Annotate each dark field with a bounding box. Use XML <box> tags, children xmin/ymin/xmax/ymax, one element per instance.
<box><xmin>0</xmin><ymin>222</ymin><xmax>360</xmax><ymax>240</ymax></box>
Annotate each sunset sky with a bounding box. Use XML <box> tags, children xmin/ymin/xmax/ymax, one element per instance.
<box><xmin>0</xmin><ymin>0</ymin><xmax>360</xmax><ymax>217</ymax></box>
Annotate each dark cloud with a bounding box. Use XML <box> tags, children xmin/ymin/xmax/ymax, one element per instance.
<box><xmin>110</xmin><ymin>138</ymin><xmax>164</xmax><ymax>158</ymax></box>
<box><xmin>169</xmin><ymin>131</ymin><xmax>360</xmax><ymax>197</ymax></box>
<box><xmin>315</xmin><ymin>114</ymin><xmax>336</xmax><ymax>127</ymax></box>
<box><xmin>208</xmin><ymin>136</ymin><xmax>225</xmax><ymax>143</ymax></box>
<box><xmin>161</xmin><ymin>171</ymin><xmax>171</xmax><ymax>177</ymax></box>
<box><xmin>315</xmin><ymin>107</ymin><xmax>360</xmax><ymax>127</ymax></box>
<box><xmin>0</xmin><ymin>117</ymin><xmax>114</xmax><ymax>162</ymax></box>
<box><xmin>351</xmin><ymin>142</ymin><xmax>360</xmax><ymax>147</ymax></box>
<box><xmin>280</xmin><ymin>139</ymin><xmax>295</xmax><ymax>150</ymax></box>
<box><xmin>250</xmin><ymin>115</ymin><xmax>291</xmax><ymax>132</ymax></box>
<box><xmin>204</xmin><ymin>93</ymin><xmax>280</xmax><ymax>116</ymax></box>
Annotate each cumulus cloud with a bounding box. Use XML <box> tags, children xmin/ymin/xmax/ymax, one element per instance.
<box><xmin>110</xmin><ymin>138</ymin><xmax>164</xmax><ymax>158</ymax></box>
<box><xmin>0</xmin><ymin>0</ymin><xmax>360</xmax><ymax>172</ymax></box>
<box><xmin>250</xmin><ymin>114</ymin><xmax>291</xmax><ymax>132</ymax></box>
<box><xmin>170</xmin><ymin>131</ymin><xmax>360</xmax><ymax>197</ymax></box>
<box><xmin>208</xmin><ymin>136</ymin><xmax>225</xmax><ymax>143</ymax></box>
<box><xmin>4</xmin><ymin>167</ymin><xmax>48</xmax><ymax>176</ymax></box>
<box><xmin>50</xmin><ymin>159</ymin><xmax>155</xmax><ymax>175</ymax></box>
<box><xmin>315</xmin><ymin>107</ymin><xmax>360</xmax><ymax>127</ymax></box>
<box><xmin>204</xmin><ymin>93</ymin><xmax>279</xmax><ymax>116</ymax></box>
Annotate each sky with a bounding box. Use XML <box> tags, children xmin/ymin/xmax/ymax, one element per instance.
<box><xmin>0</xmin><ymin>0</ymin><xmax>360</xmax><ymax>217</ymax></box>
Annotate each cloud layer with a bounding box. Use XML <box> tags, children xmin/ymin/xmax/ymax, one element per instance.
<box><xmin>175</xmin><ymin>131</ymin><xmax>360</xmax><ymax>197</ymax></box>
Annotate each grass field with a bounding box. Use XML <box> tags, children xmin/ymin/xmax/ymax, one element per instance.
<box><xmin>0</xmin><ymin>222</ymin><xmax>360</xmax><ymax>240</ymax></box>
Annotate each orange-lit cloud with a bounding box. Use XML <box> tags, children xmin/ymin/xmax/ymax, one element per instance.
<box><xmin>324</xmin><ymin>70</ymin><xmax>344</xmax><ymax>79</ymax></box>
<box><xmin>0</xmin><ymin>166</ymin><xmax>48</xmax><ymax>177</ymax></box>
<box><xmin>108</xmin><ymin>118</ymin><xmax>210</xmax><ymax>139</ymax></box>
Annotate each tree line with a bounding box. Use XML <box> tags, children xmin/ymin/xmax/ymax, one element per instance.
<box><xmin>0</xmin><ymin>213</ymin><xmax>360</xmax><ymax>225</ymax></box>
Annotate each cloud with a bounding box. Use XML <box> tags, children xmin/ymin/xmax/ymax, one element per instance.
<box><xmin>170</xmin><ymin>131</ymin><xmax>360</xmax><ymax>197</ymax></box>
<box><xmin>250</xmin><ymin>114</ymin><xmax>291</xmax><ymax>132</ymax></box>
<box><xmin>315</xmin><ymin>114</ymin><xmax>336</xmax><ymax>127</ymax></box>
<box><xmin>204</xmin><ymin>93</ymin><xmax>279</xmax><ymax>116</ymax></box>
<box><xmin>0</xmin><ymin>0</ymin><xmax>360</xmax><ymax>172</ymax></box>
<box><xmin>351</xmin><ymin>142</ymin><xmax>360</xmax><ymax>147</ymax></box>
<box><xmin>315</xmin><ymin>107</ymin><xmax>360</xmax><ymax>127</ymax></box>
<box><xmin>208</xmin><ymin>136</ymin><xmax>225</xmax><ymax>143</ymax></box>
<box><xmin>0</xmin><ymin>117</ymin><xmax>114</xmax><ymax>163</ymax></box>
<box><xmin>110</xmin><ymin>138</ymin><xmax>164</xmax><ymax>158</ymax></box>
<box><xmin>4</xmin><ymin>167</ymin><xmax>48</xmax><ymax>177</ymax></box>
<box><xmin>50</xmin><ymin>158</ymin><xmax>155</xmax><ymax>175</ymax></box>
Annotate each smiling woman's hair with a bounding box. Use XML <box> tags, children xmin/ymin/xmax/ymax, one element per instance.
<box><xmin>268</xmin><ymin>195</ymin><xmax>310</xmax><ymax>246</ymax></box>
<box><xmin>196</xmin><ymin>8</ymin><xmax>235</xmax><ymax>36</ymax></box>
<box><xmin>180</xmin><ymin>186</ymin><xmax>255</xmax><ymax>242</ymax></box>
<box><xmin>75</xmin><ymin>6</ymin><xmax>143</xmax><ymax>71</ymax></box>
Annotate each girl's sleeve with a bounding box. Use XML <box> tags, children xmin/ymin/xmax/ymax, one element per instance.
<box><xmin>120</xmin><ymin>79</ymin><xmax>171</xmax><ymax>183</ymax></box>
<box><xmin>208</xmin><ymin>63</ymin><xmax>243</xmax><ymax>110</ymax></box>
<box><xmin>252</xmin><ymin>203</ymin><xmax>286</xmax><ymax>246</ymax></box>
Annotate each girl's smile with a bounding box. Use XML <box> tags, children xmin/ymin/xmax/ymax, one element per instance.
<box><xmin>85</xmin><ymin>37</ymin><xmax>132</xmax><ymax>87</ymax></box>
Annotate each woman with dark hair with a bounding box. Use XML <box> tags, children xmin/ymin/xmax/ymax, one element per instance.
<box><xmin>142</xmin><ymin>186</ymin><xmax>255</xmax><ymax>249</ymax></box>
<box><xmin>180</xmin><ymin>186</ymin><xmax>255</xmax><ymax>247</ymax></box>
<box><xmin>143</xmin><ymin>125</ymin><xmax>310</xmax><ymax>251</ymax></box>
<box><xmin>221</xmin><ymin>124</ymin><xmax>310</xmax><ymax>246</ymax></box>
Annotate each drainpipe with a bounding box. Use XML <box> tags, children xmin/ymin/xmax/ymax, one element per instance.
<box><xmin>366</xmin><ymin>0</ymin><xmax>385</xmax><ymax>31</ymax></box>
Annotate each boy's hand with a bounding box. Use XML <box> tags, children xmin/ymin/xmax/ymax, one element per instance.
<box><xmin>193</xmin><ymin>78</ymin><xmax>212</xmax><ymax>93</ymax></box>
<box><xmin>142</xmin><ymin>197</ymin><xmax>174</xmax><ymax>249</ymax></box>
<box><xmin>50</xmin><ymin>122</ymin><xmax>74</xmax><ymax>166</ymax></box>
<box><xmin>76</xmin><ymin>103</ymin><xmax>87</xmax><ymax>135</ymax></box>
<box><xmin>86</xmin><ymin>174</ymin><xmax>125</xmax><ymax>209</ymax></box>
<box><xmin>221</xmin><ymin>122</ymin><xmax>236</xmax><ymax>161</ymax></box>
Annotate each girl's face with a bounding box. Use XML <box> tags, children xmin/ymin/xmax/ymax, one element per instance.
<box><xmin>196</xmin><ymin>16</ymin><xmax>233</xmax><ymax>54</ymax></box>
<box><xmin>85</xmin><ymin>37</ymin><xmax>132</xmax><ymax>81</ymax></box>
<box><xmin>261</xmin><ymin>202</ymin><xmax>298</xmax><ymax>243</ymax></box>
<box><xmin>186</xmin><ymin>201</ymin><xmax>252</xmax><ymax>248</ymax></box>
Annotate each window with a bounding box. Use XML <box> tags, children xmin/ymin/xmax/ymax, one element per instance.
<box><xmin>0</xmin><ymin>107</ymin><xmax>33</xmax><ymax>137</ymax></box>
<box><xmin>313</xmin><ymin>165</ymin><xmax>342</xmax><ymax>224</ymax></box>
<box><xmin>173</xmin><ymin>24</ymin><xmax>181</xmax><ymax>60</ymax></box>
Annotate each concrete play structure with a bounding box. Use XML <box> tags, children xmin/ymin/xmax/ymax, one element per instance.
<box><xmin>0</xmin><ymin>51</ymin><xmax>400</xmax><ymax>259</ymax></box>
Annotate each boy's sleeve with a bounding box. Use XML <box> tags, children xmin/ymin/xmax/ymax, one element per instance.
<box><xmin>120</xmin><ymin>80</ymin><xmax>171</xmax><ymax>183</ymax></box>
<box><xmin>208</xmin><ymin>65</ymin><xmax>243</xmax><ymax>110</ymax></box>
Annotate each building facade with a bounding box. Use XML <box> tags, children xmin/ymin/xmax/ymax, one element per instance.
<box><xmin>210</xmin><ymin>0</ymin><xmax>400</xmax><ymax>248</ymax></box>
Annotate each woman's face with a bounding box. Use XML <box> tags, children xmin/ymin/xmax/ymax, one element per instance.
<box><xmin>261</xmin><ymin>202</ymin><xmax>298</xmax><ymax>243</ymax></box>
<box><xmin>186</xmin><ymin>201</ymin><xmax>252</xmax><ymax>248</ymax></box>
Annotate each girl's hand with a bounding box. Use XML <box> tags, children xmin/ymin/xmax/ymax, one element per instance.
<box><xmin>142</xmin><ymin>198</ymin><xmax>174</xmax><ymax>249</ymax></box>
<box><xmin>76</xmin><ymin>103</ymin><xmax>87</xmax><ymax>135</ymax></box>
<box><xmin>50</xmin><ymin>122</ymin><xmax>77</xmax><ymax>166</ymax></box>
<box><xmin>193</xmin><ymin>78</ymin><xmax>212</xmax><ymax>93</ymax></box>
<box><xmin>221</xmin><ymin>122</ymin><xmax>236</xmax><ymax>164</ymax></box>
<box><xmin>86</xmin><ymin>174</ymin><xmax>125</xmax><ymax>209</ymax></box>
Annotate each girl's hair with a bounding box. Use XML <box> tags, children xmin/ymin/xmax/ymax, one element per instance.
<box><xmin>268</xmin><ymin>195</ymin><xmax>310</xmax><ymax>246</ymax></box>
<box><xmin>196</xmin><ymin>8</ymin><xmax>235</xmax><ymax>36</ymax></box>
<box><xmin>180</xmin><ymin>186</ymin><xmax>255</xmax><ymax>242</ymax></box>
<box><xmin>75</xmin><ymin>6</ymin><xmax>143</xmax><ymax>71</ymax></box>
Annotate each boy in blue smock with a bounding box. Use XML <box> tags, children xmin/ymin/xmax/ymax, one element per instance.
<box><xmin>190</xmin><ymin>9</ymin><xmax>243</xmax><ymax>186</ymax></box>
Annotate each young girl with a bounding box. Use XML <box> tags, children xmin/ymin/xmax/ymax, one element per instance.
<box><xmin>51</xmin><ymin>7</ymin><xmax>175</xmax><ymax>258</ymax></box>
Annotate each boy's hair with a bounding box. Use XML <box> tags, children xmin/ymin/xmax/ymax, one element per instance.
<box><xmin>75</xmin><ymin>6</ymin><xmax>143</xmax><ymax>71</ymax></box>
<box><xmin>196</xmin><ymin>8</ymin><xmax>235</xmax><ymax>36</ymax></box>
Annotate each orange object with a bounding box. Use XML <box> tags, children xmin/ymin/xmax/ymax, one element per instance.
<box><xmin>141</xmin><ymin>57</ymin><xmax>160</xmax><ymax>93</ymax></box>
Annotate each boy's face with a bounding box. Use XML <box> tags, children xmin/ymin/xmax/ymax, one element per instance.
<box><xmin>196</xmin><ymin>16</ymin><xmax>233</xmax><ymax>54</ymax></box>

○ ○ ○ ○ ○

Above are the records; copy exactly the lines from the one with "Annotate each orange object" through the final line.

_PROBLEM SOLUTION_
Annotate each orange object with a bounding box. Use XML <box> tags, children xmin/ymin/xmax/ymax, one element per instance.
<box><xmin>141</xmin><ymin>57</ymin><xmax>160</xmax><ymax>93</ymax></box>
Annotate each boy's face with a bounding box. Use XML <box> tags, children xmin/ymin/xmax/ymax, one element per instance.
<box><xmin>196</xmin><ymin>16</ymin><xmax>233</xmax><ymax>54</ymax></box>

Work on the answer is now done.